Consigne A: Quelles lignes des enregistrements contiennent le mot « floor » ? Recopiez-les toutes.

Document:
= = =

Les fonds vautours et les droits de l’homme
Les fonds vautours (Geierfonds) « sont des indicateurs de la nature injuste du système financier actuel, qui a un effet direct sur la jouissance des droits de l’homme ». C’est sur cette prémisse que le Conseil des droits de l’homme a confié à son Comité consultatif le soin de dresser un rapport. Il vient de publier sa première esquisse, sous la plume de Jean Ziegler, rapporteur.
La prise de bénéfice peut atteindre dix à vingt fois la mise de départ
Petit rappel : lorsqu’un Etat est incapable d’honorer sa dette souveraine, il est en situation de banqueroute, même si elle demeure théorique. Il n’y a pas de régime légal international qui gouverne ce défaut de paiement. L’Etat en question doit prendre des mesures pour restructurer sa dette extérieure, ce qui entraîne des négociations complexes avec une série de créditeurs. Certains d’entre eux refusent d’entrer dans ces discussions et préfèrent vendre – à prix discount – à des intermédiaires qui vont ensuite poursuivre les Etats débiteurs en justice pour leur faire payer leurs dettes. La prise de bénéfice peut atteindre dix à vingt fois la mise de départ. Ce sont les fonds vautours. L’exemple le plus connu est celui de l’Argentine, dont le règlement n’est toujours pas terminé.

= = =

Données affichées:
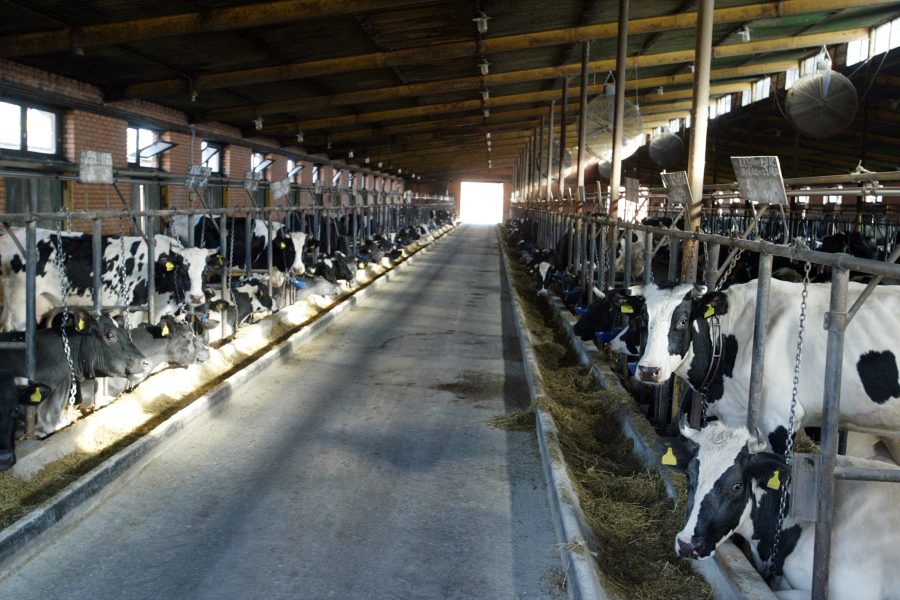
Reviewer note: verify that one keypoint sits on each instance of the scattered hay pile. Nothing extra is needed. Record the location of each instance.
(634, 520)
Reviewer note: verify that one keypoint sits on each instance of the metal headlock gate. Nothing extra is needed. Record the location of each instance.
(383, 212)
(600, 274)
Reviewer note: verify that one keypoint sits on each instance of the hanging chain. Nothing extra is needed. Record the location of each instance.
(60, 263)
(792, 420)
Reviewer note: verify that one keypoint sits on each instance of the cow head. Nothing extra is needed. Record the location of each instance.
(15, 394)
(729, 478)
(672, 313)
(105, 350)
(195, 260)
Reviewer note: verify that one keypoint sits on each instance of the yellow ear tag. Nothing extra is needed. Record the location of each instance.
(669, 457)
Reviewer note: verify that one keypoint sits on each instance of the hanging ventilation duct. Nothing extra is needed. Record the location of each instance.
(822, 104)
(600, 118)
(554, 168)
(667, 151)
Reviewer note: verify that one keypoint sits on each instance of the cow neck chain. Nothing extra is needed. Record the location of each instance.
(792, 421)
(715, 360)
(64, 285)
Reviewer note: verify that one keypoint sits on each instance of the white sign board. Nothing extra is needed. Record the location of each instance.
(280, 189)
(632, 189)
(759, 179)
(677, 189)
(198, 177)
(95, 167)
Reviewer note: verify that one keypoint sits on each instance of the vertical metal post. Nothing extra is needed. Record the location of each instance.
(550, 152)
(97, 261)
(30, 275)
(627, 275)
(710, 276)
(563, 123)
(674, 250)
(592, 258)
(760, 330)
(699, 125)
(151, 276)
(835, 324)
(582, 116)
(648, 257)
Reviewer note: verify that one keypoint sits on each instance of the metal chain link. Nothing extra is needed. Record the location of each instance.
(60, 262)
(789, 451)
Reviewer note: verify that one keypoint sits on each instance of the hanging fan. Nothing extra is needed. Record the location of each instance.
(822, 104)
(567, 159)
(600, 118)
(667, 150)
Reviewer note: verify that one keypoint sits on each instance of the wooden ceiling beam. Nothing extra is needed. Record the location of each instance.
(510, 100)
(216, 19)
(412, 56)
(514, 77)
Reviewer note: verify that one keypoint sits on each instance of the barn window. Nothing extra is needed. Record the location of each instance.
(26, 128)
(211, 156)
(144, 147)
(857, 51)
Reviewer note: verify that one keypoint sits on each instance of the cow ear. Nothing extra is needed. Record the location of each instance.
(30, 392)
(769, 470)
(708, 305)
(675, 453)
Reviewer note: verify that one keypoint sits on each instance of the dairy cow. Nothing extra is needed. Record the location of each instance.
(98, 347)
(706, 339)
(735, 487)
(15, 394)
(287, 247)
(178, 274)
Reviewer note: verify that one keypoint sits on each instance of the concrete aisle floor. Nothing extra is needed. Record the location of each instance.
(361, 467)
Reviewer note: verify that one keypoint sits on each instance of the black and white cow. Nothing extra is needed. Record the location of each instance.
(287, 246)
(99, 348)
(178, 274)
(735, 487)
(15, 394)
(681, 334)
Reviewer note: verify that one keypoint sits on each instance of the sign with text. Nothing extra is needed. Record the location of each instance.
(95, 167)
(632, 189)
(280, 188)
(759, 179)
(677, 189)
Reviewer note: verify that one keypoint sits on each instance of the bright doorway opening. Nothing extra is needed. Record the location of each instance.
(481, 203)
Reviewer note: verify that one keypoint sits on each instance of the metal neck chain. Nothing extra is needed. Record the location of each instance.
(792, 420)
(60, 261)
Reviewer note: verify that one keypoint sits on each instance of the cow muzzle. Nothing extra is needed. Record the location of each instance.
(649, 374)
(7, 460)
(694, 549)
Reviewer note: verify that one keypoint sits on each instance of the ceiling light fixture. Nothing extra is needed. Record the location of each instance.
(481, 23)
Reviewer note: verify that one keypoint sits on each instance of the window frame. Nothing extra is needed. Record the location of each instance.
(24, 107)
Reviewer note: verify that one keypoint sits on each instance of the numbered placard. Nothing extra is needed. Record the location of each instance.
(759, 179)
(95, 167)
(677, 189)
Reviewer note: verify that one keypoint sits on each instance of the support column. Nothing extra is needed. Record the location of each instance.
(699, 124)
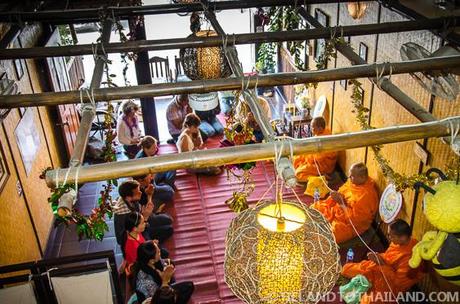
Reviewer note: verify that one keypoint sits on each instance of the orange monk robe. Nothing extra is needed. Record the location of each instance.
(361, 203)
(305, 164)
(398, 274)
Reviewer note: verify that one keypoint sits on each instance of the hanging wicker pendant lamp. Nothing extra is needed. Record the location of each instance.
(357, 9)
(280, 253)
(205, 63)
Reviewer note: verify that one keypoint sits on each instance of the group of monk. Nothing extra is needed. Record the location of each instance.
(350, 211)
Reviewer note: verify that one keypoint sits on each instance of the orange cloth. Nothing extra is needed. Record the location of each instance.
(305, 164)
(398, 274)
(361, 203)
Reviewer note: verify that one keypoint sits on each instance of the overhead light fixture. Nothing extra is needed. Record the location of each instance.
(357, 9)
(280, 252)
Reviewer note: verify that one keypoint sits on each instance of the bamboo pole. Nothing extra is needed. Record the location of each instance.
(249, 95)
(88, 110)
(232, 83)
(249, 153)
(384, 84)
(93, 14)
(177, 43)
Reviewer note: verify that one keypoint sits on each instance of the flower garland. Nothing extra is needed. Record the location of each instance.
(237, 132)
(91, 226)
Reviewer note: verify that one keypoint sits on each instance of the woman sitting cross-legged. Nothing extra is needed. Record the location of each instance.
(190, 140)
(151, 273)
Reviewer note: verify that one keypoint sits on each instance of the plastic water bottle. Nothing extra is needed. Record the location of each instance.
(350, 255)
(316, 195)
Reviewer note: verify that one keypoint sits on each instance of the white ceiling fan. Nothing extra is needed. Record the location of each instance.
(440, 84)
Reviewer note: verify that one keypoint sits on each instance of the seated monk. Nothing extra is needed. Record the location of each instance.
(305, 165)
(356, 201)
(388, 272)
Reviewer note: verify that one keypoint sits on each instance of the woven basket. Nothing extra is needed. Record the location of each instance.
(205, 63)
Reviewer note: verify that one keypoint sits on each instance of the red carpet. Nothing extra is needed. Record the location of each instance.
(201, 221)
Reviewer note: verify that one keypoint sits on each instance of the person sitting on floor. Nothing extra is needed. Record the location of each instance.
(162, 194)
(132, 236)
(190, 140)
(149, 147)
(309, 164)
(151, 273)
(160, 225)
(210, 124)
(388, 272)
(243, 113)
(175, 115)
(128, 132)
(355, 204)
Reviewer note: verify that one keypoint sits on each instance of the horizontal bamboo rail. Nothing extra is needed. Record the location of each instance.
(204, 86)
(177, 43)
(93, 14)
(249, 153)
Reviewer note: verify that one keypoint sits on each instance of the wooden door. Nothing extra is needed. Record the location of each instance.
(69, 120)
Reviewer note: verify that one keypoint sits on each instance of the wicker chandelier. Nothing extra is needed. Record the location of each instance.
(205, 63)
(280, 253)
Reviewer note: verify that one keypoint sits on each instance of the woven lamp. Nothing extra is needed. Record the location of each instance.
(205, 63)
(280, 257)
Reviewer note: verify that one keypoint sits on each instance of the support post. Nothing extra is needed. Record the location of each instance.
(144, 76)
(88, 109)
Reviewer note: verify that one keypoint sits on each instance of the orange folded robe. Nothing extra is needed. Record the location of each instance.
(305, 164)
(399, 276)
(361, 203)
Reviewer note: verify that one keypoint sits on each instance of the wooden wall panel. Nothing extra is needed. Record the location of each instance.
(35, 190)
(17, 237)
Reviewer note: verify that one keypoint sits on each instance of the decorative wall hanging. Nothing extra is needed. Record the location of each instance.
(390, 204)
(28, 139)
(357, 9)
(281, 252)
(205, 63)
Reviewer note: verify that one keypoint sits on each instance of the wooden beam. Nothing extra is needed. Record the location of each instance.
(249, 153)
(232, 83)
(385, 84)
(236, 39)
(93, 14)
(88, 109)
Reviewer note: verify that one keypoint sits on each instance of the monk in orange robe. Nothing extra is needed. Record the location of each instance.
(388, 272)
(356, 202)
(305, 165)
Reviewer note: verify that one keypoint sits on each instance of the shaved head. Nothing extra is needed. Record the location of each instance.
(358, 173)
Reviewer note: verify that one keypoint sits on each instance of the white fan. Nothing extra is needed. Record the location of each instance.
(440, 84)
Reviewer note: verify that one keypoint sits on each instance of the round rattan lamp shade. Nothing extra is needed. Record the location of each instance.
(295, 263)
(205, 63)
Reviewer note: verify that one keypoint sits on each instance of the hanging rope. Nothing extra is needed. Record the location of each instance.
(343, 205)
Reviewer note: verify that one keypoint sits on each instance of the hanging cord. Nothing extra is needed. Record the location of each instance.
(357, 233)
(454, 140)
(47, 274)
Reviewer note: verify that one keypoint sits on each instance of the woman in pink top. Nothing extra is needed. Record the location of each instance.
(132, 238)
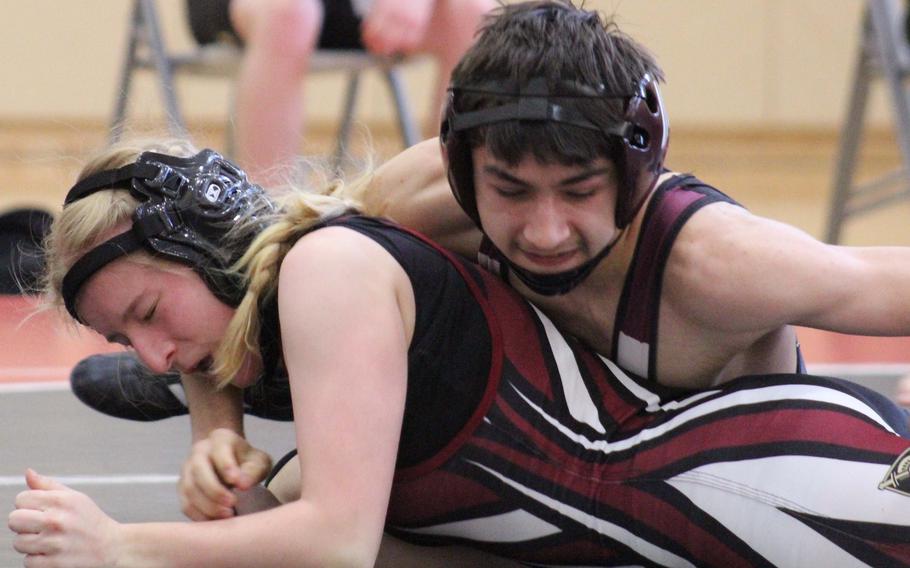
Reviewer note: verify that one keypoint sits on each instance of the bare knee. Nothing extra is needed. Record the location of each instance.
(284, 27)
(454, 25)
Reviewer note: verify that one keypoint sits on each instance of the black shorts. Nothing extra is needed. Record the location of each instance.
(210, 22)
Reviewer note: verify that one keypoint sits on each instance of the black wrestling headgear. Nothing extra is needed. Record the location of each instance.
(642, 134)
(186, 208)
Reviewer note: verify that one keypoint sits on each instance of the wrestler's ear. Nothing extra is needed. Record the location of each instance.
(444, 152)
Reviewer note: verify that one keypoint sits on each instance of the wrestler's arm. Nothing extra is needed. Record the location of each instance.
(413, 190)
(741, 274)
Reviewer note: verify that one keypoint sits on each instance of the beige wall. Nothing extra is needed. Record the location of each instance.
(775, 63)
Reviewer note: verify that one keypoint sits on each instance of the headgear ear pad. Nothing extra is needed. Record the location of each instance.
(643, 135)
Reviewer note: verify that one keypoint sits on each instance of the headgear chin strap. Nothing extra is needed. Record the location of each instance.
(544, 284)
(186, 208)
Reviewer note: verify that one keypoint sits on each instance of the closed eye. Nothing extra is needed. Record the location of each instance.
(150, 313)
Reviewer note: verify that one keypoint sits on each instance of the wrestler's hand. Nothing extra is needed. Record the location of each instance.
(217, 465)
(396, 26)
(57, 526)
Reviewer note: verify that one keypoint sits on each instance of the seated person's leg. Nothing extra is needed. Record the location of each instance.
(450, 32)
(279, 38)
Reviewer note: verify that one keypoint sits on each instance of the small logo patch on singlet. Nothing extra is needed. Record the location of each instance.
(898, 477)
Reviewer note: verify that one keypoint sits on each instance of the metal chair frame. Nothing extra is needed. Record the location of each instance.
(883, 54)
(146, 50)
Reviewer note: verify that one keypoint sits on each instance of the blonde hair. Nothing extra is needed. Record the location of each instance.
(260, 264)
(83, 224)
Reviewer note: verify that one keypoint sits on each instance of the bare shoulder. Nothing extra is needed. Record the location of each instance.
(334, 254)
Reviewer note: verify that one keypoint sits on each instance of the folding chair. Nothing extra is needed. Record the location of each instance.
(146, 50)
(884, 53)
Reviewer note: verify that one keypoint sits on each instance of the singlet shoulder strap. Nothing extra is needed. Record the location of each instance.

= = =

Consigne B: Ces affirmations concordent-elles avec le texte sur les fonds vautours ? Répondez par oui ou non à chacune en citant les mots décisifs du texte. (i) Un régime légal international gouverne le défaut de paiement d’un Etat. (ii) La première esquisse du rapport est signée par Jean Ziegler. (iii) Le règlement du cas de l’Argentine est terminé.

Réponse attendue A:
Reviewer note: verify that one keypoint sits on each instance of the concrete aisle floor. Nothing extra is needed. Record the location of each instance.
Reviewer note: verify that one keypoint sits on each instance of the person sitting on floor. Nothing extra is needed. Record the location of each instance.

Réponse attendue B:
(i) Non : « Il n’y a pas de régime légal international qui gouverne ce défaut de paiement. »
(ii) Oui : « sous la plume de Jean Ziegler, rapporteur »
(iii) Non : « dont le règlement n’est toujours pas terminé »